__TASK DIRECTIONS__: What do the lines say, reproduced word for word, from the first of the entries below through the line bearing "Where can the concrete"?

================================

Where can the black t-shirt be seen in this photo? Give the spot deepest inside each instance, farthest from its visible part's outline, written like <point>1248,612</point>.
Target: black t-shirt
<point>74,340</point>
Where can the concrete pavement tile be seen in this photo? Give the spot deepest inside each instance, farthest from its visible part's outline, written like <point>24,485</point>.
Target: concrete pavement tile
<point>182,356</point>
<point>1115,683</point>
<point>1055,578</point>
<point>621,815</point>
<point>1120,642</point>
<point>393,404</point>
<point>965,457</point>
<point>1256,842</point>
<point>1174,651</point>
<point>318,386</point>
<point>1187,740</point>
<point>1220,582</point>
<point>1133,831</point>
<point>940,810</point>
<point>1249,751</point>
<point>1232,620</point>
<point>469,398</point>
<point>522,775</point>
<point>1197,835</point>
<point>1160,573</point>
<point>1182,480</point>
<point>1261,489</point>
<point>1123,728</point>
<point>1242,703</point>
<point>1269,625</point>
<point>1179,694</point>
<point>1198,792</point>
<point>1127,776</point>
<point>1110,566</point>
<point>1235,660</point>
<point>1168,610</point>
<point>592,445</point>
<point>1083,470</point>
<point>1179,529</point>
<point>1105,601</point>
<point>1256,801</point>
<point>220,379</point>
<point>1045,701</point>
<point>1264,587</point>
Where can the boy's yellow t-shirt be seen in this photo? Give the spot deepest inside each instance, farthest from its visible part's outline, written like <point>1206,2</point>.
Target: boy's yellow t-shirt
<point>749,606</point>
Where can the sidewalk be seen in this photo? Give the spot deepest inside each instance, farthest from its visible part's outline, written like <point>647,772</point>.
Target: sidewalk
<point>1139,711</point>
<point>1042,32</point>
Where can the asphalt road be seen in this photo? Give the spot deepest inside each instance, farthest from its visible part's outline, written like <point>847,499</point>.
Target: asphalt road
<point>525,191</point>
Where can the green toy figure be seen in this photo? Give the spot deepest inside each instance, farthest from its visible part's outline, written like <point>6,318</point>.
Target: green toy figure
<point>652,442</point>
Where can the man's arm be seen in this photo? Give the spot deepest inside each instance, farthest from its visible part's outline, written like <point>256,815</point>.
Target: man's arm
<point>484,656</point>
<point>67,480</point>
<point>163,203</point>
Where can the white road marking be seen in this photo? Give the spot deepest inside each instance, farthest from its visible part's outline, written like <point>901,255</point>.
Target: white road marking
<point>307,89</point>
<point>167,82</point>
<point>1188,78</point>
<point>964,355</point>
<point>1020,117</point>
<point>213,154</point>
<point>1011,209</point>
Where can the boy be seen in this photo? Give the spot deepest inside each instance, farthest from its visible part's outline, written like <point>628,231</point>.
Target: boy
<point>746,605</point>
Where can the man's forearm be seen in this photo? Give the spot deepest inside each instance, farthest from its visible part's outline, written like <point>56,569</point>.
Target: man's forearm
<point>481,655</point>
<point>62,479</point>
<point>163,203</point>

================================

__RESPONSE BOX__:
Where can the black t-shirt be seen in this photo? Give the spot deepest inside each instance, farthest from its visible part's outline, written like <point>1248,612</point>.
Target: black t-shirt
<point>74,340</point>
Where can the concrete pavement tile be seen in this photo? Give the spot deepest inside each instance, farthest from its visible part's outline, written like <point>24,485</point>.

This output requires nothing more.